**EXERCISE PROMPT**. Could you copy the lines of the listing below word for word, starting at the line that contains "out the cap" and ending at the line that contains "[(297, 273)]", with both of those lines included?

**GIVEN INFORMATION**.
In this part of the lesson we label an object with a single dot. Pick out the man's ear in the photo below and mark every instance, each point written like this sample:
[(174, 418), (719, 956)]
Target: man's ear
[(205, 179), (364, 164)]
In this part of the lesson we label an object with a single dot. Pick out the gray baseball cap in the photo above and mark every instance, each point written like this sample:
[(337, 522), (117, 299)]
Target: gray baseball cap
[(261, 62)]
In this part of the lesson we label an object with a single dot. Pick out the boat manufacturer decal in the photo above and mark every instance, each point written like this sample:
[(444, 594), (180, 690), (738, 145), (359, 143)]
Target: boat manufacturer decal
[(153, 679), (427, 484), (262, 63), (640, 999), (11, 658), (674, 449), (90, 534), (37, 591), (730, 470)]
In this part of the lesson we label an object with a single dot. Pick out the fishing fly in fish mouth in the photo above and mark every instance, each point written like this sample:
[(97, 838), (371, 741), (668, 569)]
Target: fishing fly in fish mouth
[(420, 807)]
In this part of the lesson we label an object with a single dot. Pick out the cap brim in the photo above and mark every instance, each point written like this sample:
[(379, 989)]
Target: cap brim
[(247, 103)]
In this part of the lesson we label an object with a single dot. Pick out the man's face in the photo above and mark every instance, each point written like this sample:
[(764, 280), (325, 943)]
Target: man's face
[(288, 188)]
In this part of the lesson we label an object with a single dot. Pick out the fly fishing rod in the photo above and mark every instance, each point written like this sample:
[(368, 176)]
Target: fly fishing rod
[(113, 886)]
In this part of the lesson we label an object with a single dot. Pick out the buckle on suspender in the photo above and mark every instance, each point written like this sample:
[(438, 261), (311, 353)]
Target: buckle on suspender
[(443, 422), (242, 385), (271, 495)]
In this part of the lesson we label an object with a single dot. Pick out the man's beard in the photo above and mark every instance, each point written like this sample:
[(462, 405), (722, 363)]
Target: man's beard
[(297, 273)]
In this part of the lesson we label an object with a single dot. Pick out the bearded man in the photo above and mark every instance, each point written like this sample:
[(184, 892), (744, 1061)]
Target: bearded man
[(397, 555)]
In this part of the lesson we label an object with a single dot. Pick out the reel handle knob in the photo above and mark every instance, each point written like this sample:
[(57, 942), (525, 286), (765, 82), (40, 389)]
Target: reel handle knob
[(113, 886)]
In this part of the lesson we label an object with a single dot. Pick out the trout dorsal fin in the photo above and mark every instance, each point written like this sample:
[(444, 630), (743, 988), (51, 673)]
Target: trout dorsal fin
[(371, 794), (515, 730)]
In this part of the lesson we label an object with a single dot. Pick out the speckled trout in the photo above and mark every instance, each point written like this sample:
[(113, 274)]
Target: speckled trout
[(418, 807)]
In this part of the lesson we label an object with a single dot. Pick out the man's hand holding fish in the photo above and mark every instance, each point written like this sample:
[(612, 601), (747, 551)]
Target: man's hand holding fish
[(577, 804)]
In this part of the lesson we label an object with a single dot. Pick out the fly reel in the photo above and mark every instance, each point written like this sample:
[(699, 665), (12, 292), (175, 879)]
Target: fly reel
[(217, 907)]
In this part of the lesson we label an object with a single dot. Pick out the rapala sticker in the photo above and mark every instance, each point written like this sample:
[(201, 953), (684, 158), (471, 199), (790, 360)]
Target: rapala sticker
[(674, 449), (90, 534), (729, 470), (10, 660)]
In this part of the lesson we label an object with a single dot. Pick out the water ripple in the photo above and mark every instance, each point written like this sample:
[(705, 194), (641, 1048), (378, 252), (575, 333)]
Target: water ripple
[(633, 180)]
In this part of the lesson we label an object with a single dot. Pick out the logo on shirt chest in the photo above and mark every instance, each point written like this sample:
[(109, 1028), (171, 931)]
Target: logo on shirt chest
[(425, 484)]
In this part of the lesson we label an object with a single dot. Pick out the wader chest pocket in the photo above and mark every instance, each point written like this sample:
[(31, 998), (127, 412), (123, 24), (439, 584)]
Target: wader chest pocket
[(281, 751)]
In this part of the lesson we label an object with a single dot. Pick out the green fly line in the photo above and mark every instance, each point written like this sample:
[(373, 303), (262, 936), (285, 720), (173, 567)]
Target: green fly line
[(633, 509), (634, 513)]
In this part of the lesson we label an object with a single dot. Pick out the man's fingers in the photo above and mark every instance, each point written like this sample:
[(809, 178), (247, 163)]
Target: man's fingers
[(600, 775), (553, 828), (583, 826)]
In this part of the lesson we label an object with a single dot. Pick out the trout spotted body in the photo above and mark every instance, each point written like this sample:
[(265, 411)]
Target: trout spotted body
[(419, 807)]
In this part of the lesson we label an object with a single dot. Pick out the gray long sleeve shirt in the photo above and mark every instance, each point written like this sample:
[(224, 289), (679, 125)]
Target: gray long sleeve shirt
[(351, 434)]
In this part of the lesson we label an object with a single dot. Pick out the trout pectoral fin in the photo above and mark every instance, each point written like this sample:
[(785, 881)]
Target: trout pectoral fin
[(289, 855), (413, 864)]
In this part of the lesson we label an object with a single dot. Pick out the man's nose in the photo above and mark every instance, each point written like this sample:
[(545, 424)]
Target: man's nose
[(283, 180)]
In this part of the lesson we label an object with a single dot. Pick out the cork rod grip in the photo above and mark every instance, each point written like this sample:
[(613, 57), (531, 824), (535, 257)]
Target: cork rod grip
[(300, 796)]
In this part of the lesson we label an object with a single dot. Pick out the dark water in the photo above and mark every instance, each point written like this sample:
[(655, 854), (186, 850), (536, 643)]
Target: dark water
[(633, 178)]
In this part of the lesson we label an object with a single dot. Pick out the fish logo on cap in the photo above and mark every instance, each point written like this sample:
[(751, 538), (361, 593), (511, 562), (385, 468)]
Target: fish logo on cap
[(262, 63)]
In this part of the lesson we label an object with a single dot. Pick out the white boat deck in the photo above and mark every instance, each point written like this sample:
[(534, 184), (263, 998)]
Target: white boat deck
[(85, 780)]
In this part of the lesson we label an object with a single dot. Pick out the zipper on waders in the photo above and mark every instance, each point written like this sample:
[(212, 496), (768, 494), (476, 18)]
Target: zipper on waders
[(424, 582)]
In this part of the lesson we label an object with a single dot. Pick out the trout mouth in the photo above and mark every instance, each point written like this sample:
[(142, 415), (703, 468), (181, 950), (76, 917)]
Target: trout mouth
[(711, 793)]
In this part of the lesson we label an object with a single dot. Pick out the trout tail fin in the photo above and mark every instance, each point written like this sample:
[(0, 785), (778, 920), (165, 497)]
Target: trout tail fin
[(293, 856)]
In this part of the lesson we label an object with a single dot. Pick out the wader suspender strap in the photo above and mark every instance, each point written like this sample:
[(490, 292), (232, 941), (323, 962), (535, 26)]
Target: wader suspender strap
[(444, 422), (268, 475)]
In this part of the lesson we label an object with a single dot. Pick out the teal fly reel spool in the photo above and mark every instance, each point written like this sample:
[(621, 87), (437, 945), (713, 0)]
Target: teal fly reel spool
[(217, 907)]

**FINISHED EXERCISE**.
In this part of the lesson we label an object with a single dot. Pick out the cap brim in the photo above and mark every instance, each point written like this sample:
[(379, 989)]
Target: cap brim
[(247, 103)]
In this part of the lesson we label an object with a single dot. Pick out the man's face in the photo above and mark every instance, each point written like this sample:
[(764, 280), (325, 943)]
Target: man's face
[(288, 188)]
In this part of the lesson we label an object with a single dot. Pick out the fly fishing rod in the photo above and mark every instance, each point written like this sample:
[(368, 176)]
Target: fly fishing rod
[(113, 886)]
In this part of the lesson we label an object with a single dot. Pick out the buckle on suspender in the photo above and mark every instance, each point written like this sample:
[(438, 261), (311, 353)]
Target: buckle on suspender
[(443, 422), (242, 385), (271, 495)]
In this part of the lesson we label an object with a single dot. Pick out the man's beard in the photo above and mark every instance, each point written like this sample:
[(462, 405), (722, 363)]
Target: man's beard
[(297, 273)]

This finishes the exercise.